--- Begin ---

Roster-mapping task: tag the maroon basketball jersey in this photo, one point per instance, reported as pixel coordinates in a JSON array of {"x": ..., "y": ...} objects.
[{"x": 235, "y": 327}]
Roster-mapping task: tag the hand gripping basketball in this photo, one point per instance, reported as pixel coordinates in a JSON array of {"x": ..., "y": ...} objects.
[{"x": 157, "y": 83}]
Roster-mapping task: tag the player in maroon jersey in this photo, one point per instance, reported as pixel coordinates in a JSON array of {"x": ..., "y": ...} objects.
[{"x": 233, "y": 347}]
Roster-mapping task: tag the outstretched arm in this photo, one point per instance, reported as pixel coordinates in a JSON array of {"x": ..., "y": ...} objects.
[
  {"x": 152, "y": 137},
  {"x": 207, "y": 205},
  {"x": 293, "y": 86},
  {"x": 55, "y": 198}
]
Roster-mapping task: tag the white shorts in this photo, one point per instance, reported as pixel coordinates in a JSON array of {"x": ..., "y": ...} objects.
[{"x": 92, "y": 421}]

--- End ---

== Task statement ==
Rewrite the records above, replacing "maroon" with "crimson" every time it appears and leaving the rest unchanged.

== Exercise output ==
Roster-mapping task: tag the crimson basketball jersey in this photo, one point per instance, reported as pixel coordinates in a JSON array of {"x": ..., "y": ...} objects.
[{"x": 235, "y": 327}]
Roster-mapping task: tag the hand gripping basketball in this photo, one point per instance, reported as pixel coordinates in a JSON array of {"x": ..., "y": ...} objects.
[{"x": 157, "y": 83}]
Roster-mapping task: tag the player in crimson jersey in this photo, one point per instance, reported as pixel coordinates in a JSON array of {"x": ..., "y": ...} objects.
[{"x": 233, "y": 347}]
Roster-mapping task: tag the outstretched arm in this photo, one point per instance, reported as pixel coordinates in a JSON array of {"x": ..., "y": ...} objects.
[
  {"x": 152, "y": 137},
  {"x": 207, "y": 205},
  {"x": 293, "y": 86},
  {"x": 55, "y": 198}
]
Roster-mapping task: tag the white shorts in this photo, one point per instance, reported as pixel coordinates in a JSON array of {"x": ..., "y": ...} objects.
[{"x": 92, "y": 421}]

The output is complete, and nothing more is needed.